▶ **Image point grounding data**:
━━━━━━━━━━

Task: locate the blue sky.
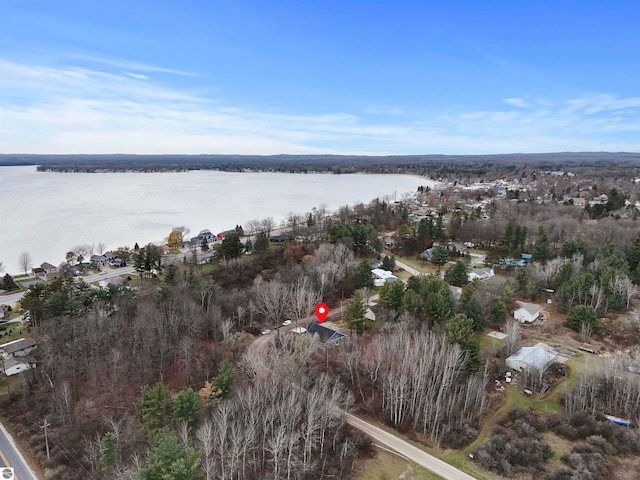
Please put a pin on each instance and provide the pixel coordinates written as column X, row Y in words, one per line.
column 366, row 77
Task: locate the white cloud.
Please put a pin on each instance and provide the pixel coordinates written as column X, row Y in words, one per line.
column 80, row 110
column 516, row 102
column 136, row 75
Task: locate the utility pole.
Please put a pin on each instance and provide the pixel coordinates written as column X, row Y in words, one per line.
column 46, row 438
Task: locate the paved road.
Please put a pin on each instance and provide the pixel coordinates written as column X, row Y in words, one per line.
column 106, row 273
column 396, row 444
column 10, row 456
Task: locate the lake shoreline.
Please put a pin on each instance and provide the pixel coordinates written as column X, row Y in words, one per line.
column 48, row 215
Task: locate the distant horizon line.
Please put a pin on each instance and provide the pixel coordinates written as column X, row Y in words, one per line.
column 382, row 155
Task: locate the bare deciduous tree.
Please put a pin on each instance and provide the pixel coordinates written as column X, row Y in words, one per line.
column 25, row 260
column 514, row 335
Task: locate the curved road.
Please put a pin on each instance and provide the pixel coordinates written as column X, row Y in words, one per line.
column 396, row 444
column 10, row 456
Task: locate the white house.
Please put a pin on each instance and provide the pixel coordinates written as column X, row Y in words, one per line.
column 480, row 274
column 13, row 366
column 530, row 358
column 380, row 277
column 527, row 313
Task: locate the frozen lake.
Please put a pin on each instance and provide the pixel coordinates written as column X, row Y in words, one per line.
column 47, row 214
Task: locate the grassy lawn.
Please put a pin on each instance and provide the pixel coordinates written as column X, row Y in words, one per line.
column 12, row 331
column 413, row 262
column 457, row 459
column 386, row 466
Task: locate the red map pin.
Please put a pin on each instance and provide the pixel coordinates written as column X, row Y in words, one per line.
column 322, row 311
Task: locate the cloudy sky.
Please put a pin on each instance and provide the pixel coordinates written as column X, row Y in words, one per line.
column 280, row 76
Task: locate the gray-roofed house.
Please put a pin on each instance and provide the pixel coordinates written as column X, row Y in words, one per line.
column 527, row 313
column 530, row 358
column 12, row 366
column 325, row 336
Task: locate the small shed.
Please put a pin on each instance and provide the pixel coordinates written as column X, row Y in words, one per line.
column 480, row 274
column 530, row 358
column 380, row 277
column 528, row 313
column 369, row 314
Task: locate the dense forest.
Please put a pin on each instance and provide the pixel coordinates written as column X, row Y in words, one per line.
column 171, row 372
column 432, row 165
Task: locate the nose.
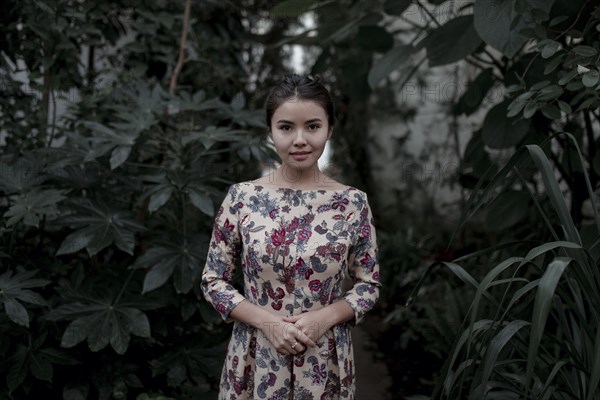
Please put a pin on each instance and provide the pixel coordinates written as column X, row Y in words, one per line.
column 299, row 139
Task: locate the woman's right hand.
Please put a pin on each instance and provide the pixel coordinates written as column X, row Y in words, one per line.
column 283, row 335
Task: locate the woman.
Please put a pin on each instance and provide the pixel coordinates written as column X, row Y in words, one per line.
column 298, row 233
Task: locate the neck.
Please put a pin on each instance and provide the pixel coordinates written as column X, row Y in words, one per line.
column 290, row 176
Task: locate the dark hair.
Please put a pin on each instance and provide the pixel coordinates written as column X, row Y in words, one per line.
column 303, row 88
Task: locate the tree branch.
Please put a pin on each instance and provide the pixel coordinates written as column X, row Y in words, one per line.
column 184, row 33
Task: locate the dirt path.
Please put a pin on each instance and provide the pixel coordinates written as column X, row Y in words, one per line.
column 372, row 377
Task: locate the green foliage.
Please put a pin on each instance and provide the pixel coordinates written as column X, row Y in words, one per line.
column 532, row 327
column 109, row 179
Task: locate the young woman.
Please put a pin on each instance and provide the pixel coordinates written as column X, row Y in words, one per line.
column 298, row 233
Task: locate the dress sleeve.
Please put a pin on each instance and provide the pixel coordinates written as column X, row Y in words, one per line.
column 363, row 266
column 223, row 251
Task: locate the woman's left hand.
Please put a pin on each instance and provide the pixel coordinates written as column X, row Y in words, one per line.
column 313, row 324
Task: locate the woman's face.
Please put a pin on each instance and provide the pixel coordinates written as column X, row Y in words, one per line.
column 299, row 129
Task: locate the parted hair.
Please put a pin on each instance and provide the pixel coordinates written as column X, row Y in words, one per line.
column 300, row 87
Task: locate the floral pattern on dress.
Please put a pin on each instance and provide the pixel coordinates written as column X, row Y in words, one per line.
column 295, row 248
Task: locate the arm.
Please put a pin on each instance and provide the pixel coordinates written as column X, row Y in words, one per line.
column 364, row 270
column 363, row 265
column 223, row 251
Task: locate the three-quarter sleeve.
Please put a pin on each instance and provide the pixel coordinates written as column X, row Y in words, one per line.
column 223, row 251
column 363, row 266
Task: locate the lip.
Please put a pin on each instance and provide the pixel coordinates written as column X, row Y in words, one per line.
column 300, row 156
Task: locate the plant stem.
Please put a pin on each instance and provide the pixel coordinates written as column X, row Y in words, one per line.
column 182, row 44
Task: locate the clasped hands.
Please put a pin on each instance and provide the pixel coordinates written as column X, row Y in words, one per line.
column 296, row 332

━━━━━━━━━━

▶ **Your objective**: Each line in the data that holds the string "lake" needs to be copied.

▶ **The answer**:
Task: locate the lake shoreline.
Task: locate the frozen lake.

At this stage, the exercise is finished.